Of the lines listed below, return exactly those that run from the line containing "Target: green foliage" through the line containing "Target: green grass", both included.

# [Records for the exercise]
-*-*-
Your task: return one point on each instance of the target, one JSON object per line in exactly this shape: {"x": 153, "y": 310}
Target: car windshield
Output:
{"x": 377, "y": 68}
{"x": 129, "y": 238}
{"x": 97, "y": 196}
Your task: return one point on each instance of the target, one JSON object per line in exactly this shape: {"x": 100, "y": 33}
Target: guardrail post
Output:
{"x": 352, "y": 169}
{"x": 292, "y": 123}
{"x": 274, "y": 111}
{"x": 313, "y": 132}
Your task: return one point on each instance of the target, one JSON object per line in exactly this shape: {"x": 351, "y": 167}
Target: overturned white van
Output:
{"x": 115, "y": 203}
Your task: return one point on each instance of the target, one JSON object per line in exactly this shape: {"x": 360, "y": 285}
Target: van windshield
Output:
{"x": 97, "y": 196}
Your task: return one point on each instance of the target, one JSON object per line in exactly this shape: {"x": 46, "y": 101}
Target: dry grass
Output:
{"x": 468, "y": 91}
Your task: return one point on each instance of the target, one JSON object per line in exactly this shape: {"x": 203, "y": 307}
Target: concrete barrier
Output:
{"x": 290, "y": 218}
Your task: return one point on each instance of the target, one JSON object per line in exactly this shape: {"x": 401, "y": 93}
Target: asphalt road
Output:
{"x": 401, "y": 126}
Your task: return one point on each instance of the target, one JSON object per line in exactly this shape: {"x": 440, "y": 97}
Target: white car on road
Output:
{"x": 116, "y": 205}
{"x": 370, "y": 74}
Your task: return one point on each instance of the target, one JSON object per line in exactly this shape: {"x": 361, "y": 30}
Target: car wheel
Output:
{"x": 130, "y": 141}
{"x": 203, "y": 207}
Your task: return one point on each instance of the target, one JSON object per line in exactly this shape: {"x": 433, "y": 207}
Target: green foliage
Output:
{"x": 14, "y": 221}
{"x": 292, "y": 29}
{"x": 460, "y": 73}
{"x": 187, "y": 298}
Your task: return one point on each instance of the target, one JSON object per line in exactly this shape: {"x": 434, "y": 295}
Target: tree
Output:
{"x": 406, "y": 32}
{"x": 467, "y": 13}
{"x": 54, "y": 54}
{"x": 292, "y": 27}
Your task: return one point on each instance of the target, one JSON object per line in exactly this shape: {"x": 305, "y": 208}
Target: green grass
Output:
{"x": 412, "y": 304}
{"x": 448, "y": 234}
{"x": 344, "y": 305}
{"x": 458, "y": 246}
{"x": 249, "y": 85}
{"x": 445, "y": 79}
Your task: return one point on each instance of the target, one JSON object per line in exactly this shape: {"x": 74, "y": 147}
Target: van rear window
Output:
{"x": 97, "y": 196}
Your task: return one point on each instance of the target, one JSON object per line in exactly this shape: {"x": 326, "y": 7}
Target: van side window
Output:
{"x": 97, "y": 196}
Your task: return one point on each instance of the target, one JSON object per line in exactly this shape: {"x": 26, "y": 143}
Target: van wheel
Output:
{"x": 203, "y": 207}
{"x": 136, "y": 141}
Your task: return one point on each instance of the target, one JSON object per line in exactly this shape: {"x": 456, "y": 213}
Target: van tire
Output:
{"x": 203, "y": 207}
-*-*-
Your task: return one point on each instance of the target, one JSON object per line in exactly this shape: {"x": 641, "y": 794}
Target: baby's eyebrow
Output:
-*-*-
# [Answer to the exercise]
Target: green foliage
Output:
{"x": 14, "y": 221}
{"x": 292, "y": 29}
{"x": 460, "y": 73}
{"x": 187, "y": 298}
Your task: return one point on each instance of the target, one JSON object per line in exactly this shape: {"x": 434, "y": 295}
Target: tree
Output:
{"x": 406, "y": 32}
{"x": 467, "y": 13}
{"x": 54, "y": 54}
{"x": 292, "y": 27}
Your task: return one point on each instance of the target, one JSON object per line in exactly this shape: {"x": 305, "y": 208}
Target: green grass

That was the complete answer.